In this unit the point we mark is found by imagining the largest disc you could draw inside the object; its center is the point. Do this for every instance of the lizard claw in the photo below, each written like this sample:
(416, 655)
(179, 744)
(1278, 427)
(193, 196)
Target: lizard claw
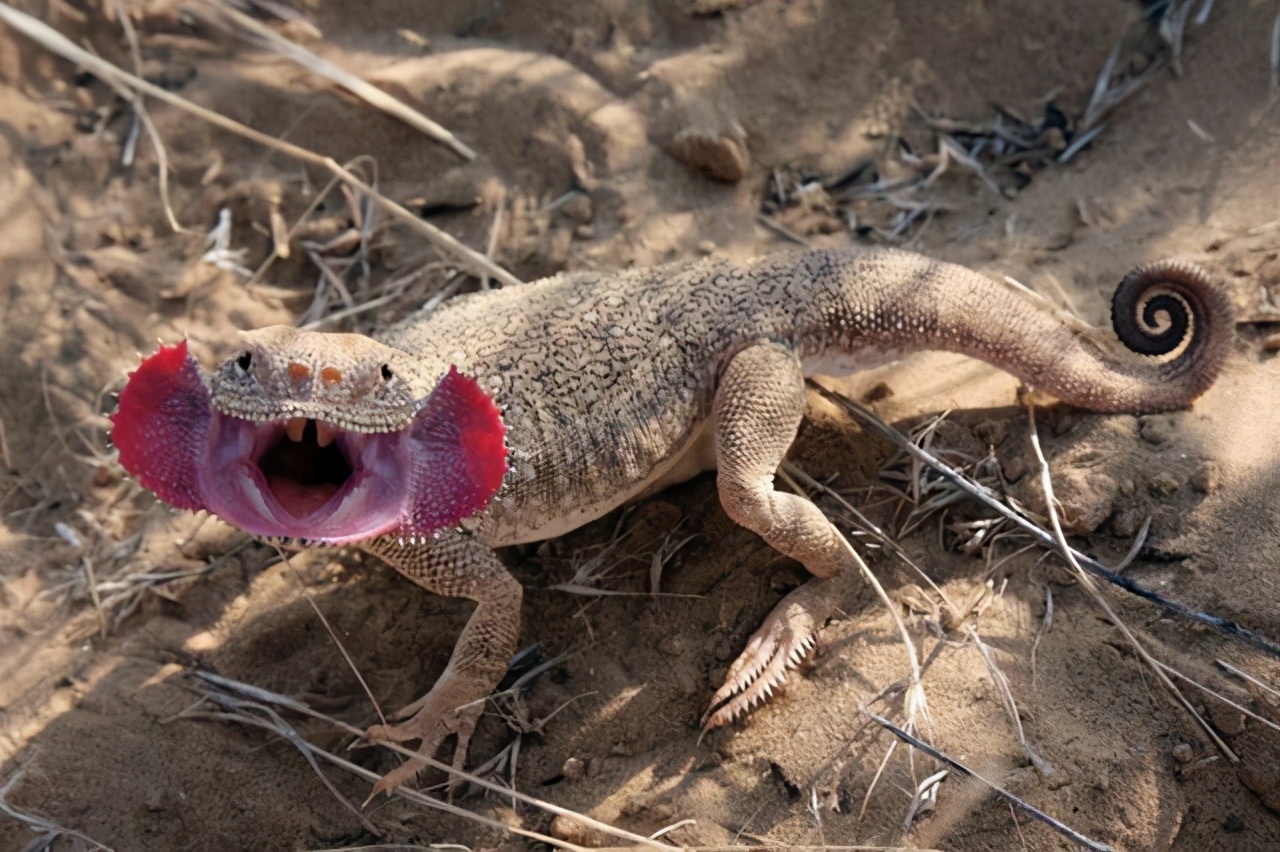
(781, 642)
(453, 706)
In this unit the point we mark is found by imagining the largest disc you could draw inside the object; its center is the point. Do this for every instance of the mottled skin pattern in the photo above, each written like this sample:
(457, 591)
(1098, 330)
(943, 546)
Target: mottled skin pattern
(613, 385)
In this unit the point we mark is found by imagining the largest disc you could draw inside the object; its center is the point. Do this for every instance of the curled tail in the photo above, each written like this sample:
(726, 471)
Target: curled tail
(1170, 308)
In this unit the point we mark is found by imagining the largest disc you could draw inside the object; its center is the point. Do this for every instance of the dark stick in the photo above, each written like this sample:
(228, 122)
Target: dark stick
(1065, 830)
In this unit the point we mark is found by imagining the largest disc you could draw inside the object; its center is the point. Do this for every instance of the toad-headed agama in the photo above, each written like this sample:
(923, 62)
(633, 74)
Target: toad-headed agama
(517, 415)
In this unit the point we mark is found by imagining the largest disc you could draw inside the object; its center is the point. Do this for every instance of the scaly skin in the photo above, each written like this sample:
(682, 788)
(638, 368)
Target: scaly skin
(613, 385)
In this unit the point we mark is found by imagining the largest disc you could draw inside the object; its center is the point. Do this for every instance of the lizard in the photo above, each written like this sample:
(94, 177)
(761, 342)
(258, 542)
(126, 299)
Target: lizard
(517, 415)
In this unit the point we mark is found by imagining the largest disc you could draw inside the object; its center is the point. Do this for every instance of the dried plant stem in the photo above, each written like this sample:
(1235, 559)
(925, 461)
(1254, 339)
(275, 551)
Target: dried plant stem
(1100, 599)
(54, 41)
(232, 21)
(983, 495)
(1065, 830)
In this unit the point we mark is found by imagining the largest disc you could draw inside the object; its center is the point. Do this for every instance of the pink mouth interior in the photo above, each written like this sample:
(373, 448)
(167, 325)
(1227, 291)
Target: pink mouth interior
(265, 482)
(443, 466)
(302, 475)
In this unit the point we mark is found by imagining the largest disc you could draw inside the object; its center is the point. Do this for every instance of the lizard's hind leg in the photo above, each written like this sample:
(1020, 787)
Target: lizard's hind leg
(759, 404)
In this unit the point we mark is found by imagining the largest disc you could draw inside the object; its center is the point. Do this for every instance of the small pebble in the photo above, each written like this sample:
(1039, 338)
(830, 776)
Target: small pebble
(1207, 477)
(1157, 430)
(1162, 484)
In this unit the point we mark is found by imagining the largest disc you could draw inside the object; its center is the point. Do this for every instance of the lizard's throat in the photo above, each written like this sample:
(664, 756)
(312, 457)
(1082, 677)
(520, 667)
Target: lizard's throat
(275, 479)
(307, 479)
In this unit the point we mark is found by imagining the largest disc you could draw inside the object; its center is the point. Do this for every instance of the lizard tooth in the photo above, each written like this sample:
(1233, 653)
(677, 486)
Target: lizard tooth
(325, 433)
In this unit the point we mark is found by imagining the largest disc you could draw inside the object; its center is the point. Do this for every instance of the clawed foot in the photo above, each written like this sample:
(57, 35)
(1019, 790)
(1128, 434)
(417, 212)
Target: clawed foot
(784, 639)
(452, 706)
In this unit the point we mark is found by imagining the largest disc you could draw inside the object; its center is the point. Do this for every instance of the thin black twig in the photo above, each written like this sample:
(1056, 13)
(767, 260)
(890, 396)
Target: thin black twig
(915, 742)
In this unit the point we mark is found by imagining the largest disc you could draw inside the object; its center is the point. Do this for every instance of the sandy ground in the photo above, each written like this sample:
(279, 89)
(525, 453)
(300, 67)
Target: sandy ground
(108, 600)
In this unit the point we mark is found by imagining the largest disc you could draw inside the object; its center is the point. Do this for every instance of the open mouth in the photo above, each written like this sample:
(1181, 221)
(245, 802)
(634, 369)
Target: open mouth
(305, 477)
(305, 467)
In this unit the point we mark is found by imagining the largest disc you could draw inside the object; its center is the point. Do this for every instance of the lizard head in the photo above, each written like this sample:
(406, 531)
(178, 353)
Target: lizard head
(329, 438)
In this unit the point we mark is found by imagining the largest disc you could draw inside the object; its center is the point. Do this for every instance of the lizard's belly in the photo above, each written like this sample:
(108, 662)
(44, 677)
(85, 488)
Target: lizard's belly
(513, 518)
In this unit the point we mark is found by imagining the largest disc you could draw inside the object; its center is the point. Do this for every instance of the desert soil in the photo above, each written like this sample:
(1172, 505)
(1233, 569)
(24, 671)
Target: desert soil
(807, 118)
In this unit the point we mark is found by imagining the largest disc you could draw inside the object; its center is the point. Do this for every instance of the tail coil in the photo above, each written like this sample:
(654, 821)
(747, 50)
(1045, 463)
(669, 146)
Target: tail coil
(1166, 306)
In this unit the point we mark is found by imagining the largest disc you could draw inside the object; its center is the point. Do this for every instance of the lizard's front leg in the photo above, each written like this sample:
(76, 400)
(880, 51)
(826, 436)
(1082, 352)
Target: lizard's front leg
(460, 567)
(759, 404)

───

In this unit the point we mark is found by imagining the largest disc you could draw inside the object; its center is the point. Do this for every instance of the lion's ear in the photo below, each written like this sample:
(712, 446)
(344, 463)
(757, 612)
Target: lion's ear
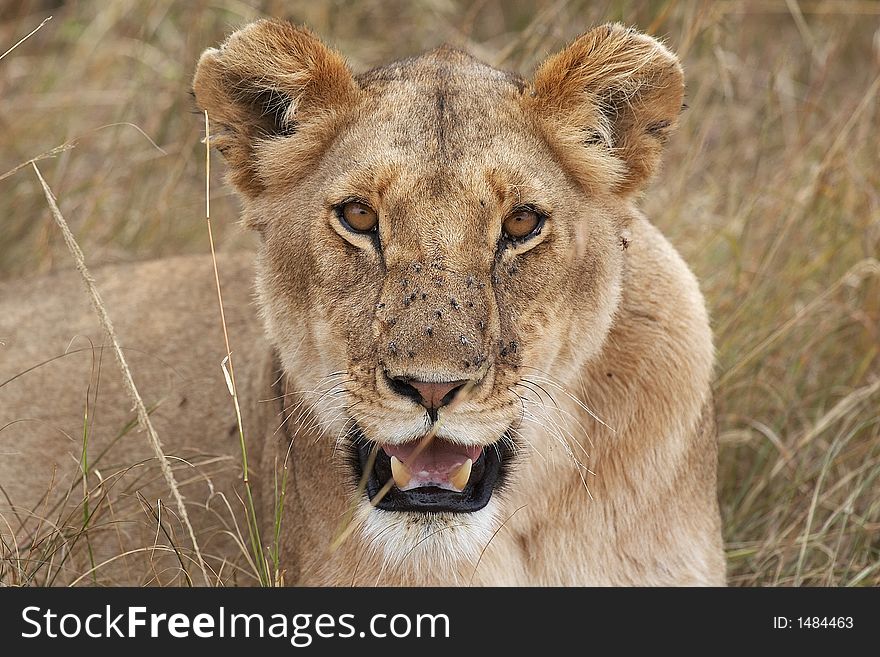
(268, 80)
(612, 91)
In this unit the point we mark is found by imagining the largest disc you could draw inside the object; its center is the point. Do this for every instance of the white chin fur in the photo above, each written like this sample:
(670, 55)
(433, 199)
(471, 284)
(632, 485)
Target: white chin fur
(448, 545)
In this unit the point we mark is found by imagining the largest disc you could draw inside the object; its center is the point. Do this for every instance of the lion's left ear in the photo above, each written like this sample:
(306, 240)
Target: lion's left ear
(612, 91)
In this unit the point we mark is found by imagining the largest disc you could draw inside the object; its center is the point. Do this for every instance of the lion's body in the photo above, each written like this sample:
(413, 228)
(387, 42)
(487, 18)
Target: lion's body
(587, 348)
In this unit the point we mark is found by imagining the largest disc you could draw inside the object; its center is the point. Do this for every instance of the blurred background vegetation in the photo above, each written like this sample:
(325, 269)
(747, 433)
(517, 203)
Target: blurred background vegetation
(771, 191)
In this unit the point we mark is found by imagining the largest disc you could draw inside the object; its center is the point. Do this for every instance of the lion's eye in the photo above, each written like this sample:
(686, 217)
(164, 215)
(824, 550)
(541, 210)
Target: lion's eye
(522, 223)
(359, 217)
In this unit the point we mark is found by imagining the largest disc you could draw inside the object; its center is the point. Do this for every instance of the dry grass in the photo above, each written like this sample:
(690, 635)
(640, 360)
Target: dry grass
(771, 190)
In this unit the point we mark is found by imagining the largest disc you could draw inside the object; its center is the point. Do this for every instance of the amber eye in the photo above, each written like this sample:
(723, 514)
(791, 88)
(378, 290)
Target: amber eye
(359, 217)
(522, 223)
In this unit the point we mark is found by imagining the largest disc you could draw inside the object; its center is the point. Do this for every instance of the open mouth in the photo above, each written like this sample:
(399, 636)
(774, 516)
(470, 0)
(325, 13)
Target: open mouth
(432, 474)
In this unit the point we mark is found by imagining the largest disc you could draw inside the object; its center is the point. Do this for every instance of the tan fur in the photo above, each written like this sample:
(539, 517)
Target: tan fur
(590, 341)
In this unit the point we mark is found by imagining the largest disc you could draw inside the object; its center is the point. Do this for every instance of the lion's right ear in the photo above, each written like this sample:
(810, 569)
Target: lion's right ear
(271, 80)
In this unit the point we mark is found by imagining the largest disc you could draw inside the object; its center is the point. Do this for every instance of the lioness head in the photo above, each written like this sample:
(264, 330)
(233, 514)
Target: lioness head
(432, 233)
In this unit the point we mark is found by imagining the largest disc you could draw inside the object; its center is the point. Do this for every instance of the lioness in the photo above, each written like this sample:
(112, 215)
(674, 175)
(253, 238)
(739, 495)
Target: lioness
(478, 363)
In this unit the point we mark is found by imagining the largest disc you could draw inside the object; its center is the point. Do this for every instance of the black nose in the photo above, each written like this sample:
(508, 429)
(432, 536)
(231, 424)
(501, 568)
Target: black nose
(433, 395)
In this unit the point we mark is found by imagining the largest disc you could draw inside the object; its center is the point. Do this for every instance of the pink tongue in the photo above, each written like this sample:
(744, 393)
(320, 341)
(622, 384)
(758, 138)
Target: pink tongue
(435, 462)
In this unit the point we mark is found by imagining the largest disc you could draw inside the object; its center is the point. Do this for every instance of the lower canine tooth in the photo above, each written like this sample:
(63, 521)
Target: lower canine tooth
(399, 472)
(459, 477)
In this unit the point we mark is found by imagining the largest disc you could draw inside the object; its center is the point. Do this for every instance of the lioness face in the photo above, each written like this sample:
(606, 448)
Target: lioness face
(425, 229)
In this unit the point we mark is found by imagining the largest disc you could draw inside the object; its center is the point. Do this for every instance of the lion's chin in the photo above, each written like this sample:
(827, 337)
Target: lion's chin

───

● Given request
Reproduce, word for word, the records from the line containing "the lizard's hind" to the line containing "(1162, 484)", with both of those lines included.

● Final result
In this unit the point we mark is found by imagining the largest disc you could draw inside the object; its center is the point. Do this for every instance of the lizard's hind leg in the photo above, each written like this sample:
(1020, 787)
Target: lizard's hind leg
(759, 404)
In this unit the point we mark is found by imagining the largest disc you could draw inside the object; its center is the point. Do this for every instance of the small pebble in the photo above, each written like this sample:
(1039, 338)
(830, 776)
Target: small pebble
(1207, 477)
(1157, 430)
(1162, 484)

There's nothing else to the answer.